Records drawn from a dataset
┏━━

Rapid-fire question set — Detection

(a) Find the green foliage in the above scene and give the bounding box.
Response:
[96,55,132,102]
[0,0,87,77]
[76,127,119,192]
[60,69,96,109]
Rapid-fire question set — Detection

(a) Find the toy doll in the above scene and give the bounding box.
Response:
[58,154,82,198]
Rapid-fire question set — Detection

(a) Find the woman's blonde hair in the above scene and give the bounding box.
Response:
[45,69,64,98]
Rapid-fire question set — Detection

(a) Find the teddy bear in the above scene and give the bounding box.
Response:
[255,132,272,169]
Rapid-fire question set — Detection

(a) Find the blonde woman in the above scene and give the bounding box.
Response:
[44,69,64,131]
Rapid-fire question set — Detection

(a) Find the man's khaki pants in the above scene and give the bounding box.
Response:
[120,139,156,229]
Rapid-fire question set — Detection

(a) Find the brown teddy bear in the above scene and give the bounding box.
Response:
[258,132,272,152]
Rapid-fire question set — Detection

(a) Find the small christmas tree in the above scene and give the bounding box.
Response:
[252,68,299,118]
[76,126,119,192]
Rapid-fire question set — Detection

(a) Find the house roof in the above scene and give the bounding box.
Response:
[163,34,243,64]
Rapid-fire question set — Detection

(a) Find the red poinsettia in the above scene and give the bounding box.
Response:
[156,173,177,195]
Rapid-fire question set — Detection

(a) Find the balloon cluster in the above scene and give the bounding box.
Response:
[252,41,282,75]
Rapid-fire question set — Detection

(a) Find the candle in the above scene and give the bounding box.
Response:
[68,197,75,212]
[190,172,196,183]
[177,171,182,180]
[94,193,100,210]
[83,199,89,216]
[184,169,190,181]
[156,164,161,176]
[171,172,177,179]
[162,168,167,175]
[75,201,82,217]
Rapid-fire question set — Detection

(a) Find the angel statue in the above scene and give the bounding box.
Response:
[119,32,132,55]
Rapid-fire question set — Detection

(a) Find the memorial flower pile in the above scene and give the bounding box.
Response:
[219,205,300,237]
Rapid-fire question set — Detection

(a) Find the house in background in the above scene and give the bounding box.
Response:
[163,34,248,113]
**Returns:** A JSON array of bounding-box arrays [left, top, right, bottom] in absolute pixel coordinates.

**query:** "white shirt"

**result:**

┗━━

◆ What you need to do: Write the data out again. Match it word for word.

◆ Result for this task:
Rapid-fire question set — Detection

(a) Find the green foliage in the above scene and give the bounding box.
Response:
[96,55,132,102]
[0,0,87,77]
[76,127,119,192]
[60,69,96,109]
Rapid-fire question set — Detection

(a) Find the toy doll in the above scene and give the bounding box.
Response:
[58,154,82,198]
Rapid-fire question set — Detection

(a) Find the woman's blonde hair in the above scene and give the bounding box.
Response:
[45,69,64,98]
Rapid-fire question set — Detection

(a) Find the teddy bear in the above scene and give the bounding box.
Response:
[255,132,272,169]
Rapid-fire question set — Detection

(a) Find the blonde woman in the above scene and give the bounding box.
Response:
[44,69,64,131]
Rapid-fire question set — Detection

(a) Find the man's khaki pants in the above scene and give the bounding box.
Response:
[120,139,156,229]
Rapid-fire question set — Detection

(a) Find the brown teddy bear in the above scene and give the bounding box.
Response:
[258,132,272,152]
Rapid-fire question set — Detection

(a) Find the small christmas tree in the above scene and give the bounding box.
Response:
[252,68,299,118]
[76,126,119,192]
Rapid-fire question set — Detection

(a) Find the house roof in the above scene and give the bounding box.
Response:
[163,34,243,64]
Rapid-fire question set — Detection

(a) Find the red poinsettia in the above scene and give the bounding box.
Response:
[156,173,177,195]
Rapid-fire question set — Detection

(a) Find the balloon cluster in the above scene and give the bounding box.
Response:
[252,41,282,75]
Rapid-fire question set — Detection

(a) Find the candle in the above scene and give the bounding box.
Response:
[68,197,75,212]
[190,172,196,183]
[177,171,182,180]
[94,193,100,210]
[83,199,89,216]
[184,169,190,181]
[156,164,161,176]
[171,172,177,179]
[162,168,167,175]
[75,201,82,217]
Rapid-fire question set — Detection

(a) Find the angel statue in the above scene and give the bounding box.
Response:
[119,32,132,55]
Rapid-fire question set — Detection

(a) Find the memorial flower pile in the above scene and give the bounding box.
Response:
[219,205,300,237]
Rapid-fire question set — Detection

(a) Find the house in background in the above scene and give the bounding box.
Response:
[163,34,248,113]
**Returns:** A JSON array of bounding-box arrays [left, top, right, bottom] in absolute pixel coordinates.

**query:** "white shirt"

**result:**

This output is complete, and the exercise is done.